Excerpt to read ->
— Start —

Legal Grounds for Removing UK News Articles

Defamation Act 2013

Where a news article contains demonstrably false statements of fact that have caused serious harm to your reputation, the Defamation Act 2013 provides the strongest legal basis for demanding removal. A formal legal demand citing specific inaccuracies, documented harm, and the relevant provisions of the Act gives publishers a clear legal reason to remove or correct the article.

Publishers are more responsive to defamation demands than most people expect — particularly smaller regional sites and online publications that do not want litigation exposure. National tabloids and major publications are more resistant but not immune, particularly where the factual inaccuracies are well-documented.

UK GDPR Right to Be Forgotten

Under UK GDPR, individuals can request that Google delist specific URLs from search results for queries involving their name where the continued display of the content is no longer justified. This does not remove the article from the publisher's website — but it removes it from Google search results, which eliminates most of its practical impact.

Right to Be Forgotten requests are assessed by Google against criteria including whether the content is accurate, relevant, and in the public interest. For articles about resolved legal matters, old controversies, or situations where the public interest in display has diminished, properly structured requests have a reasonable success rate.

Editor's Code of Practice — IPSO

For articles published in IPSO-regulated publications — which includes most UK national newspapers and many regional publications — complaints through the Independent Press Standards Organisation can result in corrections and, in some cases, removal of inaccurate content. IPSO complaints are free to submit and provide an additional avenue for addressing factually inaccurate coverage.

Types of News Articles We Handle for UK Clients

- Daily Mail, The Sun, The Mirror, The Times, and other national tabloid coverage that continues to rank for a name years after a story was resolved

- Regional news site articles that rank highly for local name searches — often easier to address than national coverage

- Trade and industry publication articles about business disputes, regulatory matters, or professional controversies

- Online-only news sites and aggregators that have republished original coverage

- Articles tied to legal matters that were subsequently resolved, dismissed, or settled without finding

- Coverage of situations that have materially changed since publication — role changes, business closures, personal circumstances

Our Approach

Publisher Outreach

We contact the original publisher directly with a properly structured removal or correction request citing the specific legal basis — defamation grounds, factual inaccuracy, IPSO Code violations, or UK GDPR — along with documented evidence supporting the request.

Google Delisting

In parallel with publisher outreach, we prepare and submit Right to Be Forgotten requests to Google for qualifying content. Even where the publisher refuses removal, a successful delisting request removes the article from Google search results for name-based queries.

Secondary Coverage

We identify and address secondary publications that have republished or cited the original article. Each requires separate outreach — smaller secondary sites are often more responsive than the original publisher.

Suppression

Where removal and delisting are not achievable or are taking time, we build and promote strong, accurate positive content designed to outrank the article. For UK clients, this includes strengthening your Online Reputation Management UK profile, building authoritative directory listings, and earning press mentions that carry more weight than the negative article.

— End —

Set problem -> Translate this sentence from the text on legal grounds for removing UK news articles into French: "IPSO complaints are free to submit and provide an additional avenue for addressing factually inaccurate coverage."

Source data ->
— Start —

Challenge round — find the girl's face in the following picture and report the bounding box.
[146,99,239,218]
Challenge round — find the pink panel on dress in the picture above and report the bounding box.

— End —

Solved exercise -> Les plaintes auprès de l'IPSO peuvent être déposées gratuitement et offrent une voie supplémentaire pour remédier à une couverture factuellement inexacte.